• Document excerpt

--- begin ---

A body corporate is liable to a fine not exceeding Z$600,000 or three times the value of the property, whichever is greater.

 

Corporate veil

 

Directors, officers, employees and agents of companies will be held personally liable in circumstances where a reasonable person would be deemed to have known that they were dealing in tainted money.

 

Under section 17, the courts may lift the corporate veil in order to look at the real perpetrators of the offence.

 

Foreign proceeds

 

Tainted money that relates to a specified foreign offence is liable to be forfeited to the state by order of the High Court or on application by the Attorney General.

 

Conviction

 

The act gives the police powers to investigate matters relating to tainted property and obtain search warrants where appropriate, in order to enable them to carry out their tasks expeditiously.

 

Under section 57, a police officer can apply to a judge for an order directing a financial institution to give information to the Commissioner of Police about financial transactions relating to account(s) held by a particular person with the financial institution. This occurs in situations where an individual is under investigation.

 

Rights to property under investigation

 

Where a forfeiture order has been made against property, the property will vest in the state and where the property is the subject of registration at the Deeds Registry, any rights to the property will lie with the state until registration is effected.

 

Rights and obligations of third parties

 

Third parties who receive tainted property may forfeit it to the state especially in cases where there was reasonable suspicion at the time of acquisition that the property was tainted.

 

Provision is made for pecuniary orders in respect of persons who derive benefits from tainted property. The penalty is generally equal to the value of the benefits derived.

 

Where tax has been paid in regard to benefits obtained from tainted property, such tax is deductible in arriving at a fine.

 

Conclusion

 

This piece of legislation does not place much obligation on individuals to record, report and keep auditable systems in place.

 

Section 63 is too general to adequately cover money laundering. It does not confine itself to money laundering but instead covers petty issues as well. As a result, a meaningful prosecution under this Act is difficult to achieve:
The first mode of activity does not fit into the conventional definition of money-laundering [sic] at all. It seems to target conduct that may or may not constitute the aspect of illegally obtained assets. Section 63 (1) of the Act is worded in such a broad manner as to include non- monetary assets, such as a motor vehicle or a firearm. If a motor vehicle is stolen in Zimbabwe and driven across the border into Botswana, the section would describe this conduct as money-laundering [sic].

 

Section 63(b) is drafted in similarly wide terms, so wide as to render a person who receives a motor vehicle stolen from a foreign country knowing the manner of its acquisition, guilty of money laundering. As the court pointed out in S v Mambo (1995), a pickpocket could be charged under the section for holding onto the proceeds of his theft.5
Section 63 defines money laundering on the basis of an unlawful acquisition of assets on which a monetary value can be placed. If a person is involved in the possession, concealment, or disposal of such assets they will be deemed to have perpetrated money laundering. Such a definition ignores the predicate offence and clouds the concept of money laundering.

--- end ---

• What to work on
1. Reproduce the passage on money-laundering legislation word for word, from "Rights to property" up to and including "property was tainted.".
2. According to the passage on money-laundering legislation, what is the maximum fine for a body corporate?
3. Carry the passage on money-laundering legislation further, beginning after its final sentence.
The rows that follow are not needed for anything asked here.

• Data records
--- begin ---

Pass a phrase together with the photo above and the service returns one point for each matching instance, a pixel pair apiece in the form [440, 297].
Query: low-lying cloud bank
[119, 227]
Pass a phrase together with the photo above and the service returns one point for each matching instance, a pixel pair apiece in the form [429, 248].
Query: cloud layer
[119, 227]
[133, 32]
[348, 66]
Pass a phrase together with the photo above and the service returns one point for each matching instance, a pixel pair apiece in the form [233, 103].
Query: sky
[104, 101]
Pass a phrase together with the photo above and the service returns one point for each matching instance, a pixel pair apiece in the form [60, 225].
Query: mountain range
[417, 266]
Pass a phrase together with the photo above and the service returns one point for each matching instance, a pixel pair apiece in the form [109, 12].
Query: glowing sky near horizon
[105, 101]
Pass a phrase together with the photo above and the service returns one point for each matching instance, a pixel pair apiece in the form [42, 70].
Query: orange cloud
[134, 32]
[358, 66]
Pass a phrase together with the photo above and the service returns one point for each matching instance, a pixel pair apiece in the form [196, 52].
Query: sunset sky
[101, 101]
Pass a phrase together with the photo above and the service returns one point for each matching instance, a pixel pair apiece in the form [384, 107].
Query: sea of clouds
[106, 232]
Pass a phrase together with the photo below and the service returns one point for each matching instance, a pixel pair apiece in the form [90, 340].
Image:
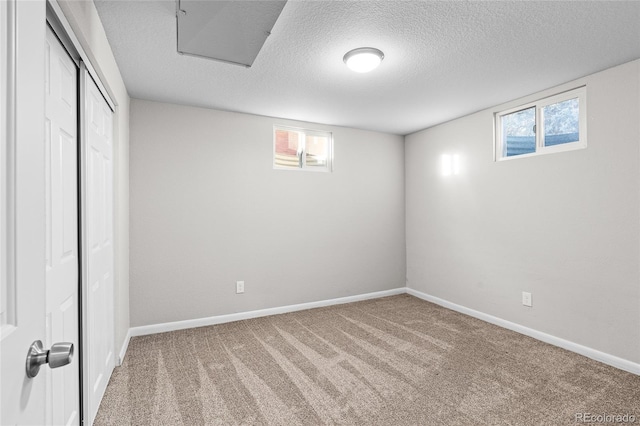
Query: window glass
[317, 151]
[287, 149]
[518, 132]
[561, 122]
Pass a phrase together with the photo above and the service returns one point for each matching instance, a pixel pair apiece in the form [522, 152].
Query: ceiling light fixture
[363, 59]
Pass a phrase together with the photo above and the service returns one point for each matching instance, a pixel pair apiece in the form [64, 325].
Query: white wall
[84, 20]
[565, 227]
[208, 209]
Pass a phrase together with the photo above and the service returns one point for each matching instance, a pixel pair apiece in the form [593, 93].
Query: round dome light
[363, 59]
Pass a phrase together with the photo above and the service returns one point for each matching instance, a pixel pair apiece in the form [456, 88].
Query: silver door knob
[59, 355]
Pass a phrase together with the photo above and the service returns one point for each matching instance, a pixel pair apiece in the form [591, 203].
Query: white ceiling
[442, 60]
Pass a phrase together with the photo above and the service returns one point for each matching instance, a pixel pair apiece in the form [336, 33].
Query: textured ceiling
[442, 60]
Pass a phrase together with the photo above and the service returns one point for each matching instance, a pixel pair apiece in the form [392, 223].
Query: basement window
[302, 149]
[554, 124]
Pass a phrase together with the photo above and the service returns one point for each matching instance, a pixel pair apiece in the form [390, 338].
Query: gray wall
[564, 226]
[207, 209]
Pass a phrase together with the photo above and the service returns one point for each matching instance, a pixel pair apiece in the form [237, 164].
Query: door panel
[23, 178]
[62, 228]
[97, 188]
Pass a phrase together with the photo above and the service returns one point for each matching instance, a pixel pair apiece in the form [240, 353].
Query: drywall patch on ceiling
[227, 31]
[442, 60]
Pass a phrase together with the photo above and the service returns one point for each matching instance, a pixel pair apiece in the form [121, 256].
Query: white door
[22, 178]
[61, 166]
[97, 219]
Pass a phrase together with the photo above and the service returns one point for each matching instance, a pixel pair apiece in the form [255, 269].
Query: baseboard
[123, 349]
[220, 319]
[603, 357]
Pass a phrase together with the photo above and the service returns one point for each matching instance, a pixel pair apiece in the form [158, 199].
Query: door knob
[59, 355]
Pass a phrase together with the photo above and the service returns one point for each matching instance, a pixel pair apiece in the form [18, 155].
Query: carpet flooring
[391, 361]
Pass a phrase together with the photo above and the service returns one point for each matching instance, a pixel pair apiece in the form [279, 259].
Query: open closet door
[96, 182]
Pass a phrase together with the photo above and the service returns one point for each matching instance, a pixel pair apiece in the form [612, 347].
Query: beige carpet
[391, 361]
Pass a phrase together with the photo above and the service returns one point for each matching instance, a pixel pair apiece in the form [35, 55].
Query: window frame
[579, 93]
[302, 137]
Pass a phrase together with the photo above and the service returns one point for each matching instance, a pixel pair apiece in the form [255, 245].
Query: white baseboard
[603, 357]
[220, 319]
[123, 349]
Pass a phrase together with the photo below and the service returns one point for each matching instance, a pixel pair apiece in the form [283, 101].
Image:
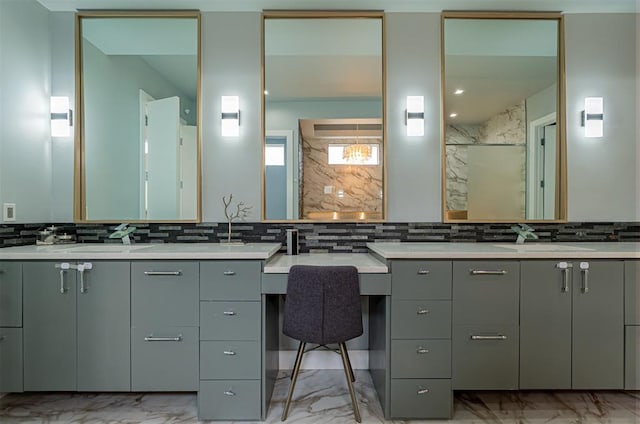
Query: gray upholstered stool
[322, 307]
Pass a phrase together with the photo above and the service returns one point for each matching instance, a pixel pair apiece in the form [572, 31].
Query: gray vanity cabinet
[571, 325]
[632, 325]
[485, 325]
[76, 331]
[230, 341]
[421, 339]
[10, 327]
[164, 326]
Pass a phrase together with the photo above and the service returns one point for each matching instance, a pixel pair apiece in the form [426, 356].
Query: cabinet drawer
[11, 360]
[230, 280]
[10, 294]
[421, 319]
[485, 292]
[164, 359]
[421, 359]
[229, 400]
[421, 280]
[230, 320]
[164, 294]
[230, 360]
[632, 357]
[632, 292]
[485, 357]
[426, 398]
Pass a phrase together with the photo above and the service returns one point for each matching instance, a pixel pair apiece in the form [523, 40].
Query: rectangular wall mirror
[504, 138]
[137, 134]
[323, 116]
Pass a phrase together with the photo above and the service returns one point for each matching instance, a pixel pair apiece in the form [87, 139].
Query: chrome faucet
[524, 232]
[122, 232]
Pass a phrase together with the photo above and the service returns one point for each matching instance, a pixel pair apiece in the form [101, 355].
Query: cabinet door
[598, 325]
[545, 326]
[104, 328]
[10, 294]
[49, 327]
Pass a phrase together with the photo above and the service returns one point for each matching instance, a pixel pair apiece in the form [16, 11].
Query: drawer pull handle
[162, 273]
[488, 271]
[496, 337]
[152, 338]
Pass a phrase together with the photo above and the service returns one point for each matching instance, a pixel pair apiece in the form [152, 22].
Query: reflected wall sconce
[414, 116]
[230, 116]
[593, 117]
[61, 117]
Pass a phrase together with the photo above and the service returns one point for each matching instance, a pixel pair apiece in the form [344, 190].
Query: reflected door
[163, 138]
[276, 177]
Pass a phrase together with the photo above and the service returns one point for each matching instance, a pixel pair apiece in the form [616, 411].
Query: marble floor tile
[321, 396]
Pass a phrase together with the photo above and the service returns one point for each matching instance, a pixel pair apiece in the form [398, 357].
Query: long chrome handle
[564, 267]
[160, 273]
[584, 268]
[152, 338]
[482, 337]
[488, 271]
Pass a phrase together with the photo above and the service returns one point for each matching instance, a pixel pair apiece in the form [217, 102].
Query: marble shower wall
[507, 127]
[354, 188]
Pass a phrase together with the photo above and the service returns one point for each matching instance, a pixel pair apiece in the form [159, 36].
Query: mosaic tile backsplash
[329, 237]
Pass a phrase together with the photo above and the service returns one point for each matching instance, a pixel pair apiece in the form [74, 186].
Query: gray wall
[601, 60]
[25, 88]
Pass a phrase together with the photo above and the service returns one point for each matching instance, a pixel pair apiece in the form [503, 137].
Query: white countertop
[418, 250]
[175, 251]
[365, 263]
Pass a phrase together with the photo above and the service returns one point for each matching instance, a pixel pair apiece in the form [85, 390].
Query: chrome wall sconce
[593, 117]
[61, 116]
[414, 116]
[230, 116]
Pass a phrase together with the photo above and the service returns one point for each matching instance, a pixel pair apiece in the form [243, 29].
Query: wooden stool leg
[346, 365]
[296, 370]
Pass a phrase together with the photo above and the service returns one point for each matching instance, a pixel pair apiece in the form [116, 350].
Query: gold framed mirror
[323, 126]
[137, 151]
[504, 148]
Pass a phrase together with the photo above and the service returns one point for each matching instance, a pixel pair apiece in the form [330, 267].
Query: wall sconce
[61, 117]
[414, 116]
[230, 116]
[593, 117]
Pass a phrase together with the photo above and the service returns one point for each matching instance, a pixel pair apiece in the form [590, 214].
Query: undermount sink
[543, 247]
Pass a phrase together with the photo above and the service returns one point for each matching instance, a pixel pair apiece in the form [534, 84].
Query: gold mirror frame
[79, 207]
[560, 214]
[297, 14]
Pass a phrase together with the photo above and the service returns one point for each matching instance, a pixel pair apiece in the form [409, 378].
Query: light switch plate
[8, 212]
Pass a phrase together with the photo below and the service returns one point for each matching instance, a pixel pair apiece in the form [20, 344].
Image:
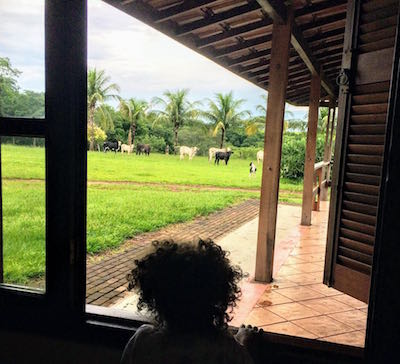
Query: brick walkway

--- end ---

• Answers in order
1.
Rights to property under investigation

 

Where a forfeiture order has been made against property, the property will vest in the state and where the property is the subject of registration at the Deeds Registry, any rights to the property will lie with the state until registration is effected.

 

Rights and obligations of third parties

 

Third parties who receive tainted property may forfeit it to the state especially in cases where there was reasonable suspicion at the time of acquisition that the property was tainted.

2. A fine not exceeding Z$600,000 or three times the value of the property, whichever is greater.

3.
 

The Act is derelict insofar as it does not provide a deterrent to money laundering. The predicate offence is not catered for and there is no provision for reporting suspicious transactions, nor are the penalties sufficient to offer a deterrent.

The Prevention of Corruption Act

 

The Prevention of Corruption Act indirectly deals with money laundering matters. Section 3 points out that a criminal offence is committed:
(a) if any agent corruptly solicits or accepts or obtains, or agrees to accept or attempts to obtain, from any person a gift or consideration for himself or any other person as an inducement or reward:
(1) for doing or not doing, or for having done or not done any act in relation to his principal’s affairs or business: or

 

(2) for showing or not showing, or for having shown, favour or disfavour to any person or thing in relation to his principal’s affairs or business.
Corruption is usually predicate to money laundering.

 

Section 4 imposes a fine on public officers of companies convicted in terms of the Act of up to Z$3,000 or imprisonment for up to three years, or both such fine and imprisonment.

 

According to Section 6, the Minister may specify individuals who are involved in corrupt activities. A specified person is one who is prohibited from transacting in a business or commercial capacity on their own behalf.

 

Where it is reasonably believed that a corrupt activity has taken place, an investigator can be appointed with the right to examine books and records pertaining to individuals and companies.

 

A banker is obliged to produce documents, including cheques or record books, that relate to corrupt activities and is required to answer questions relating to bank accounts that can shed light on corrupt activities. In practice this precludes trust accounts administered by lawyers because once an account is registered as a lawyer’s trust account, bankers tend to ignore transactions that might otherwise raise suspicions.
Section 15 covers situations where complex company structures are used to disguise the true nature of a transaction. The law allows the lifting of the corporate veil in order to identify the real perpetrator of a crime in complex group situations.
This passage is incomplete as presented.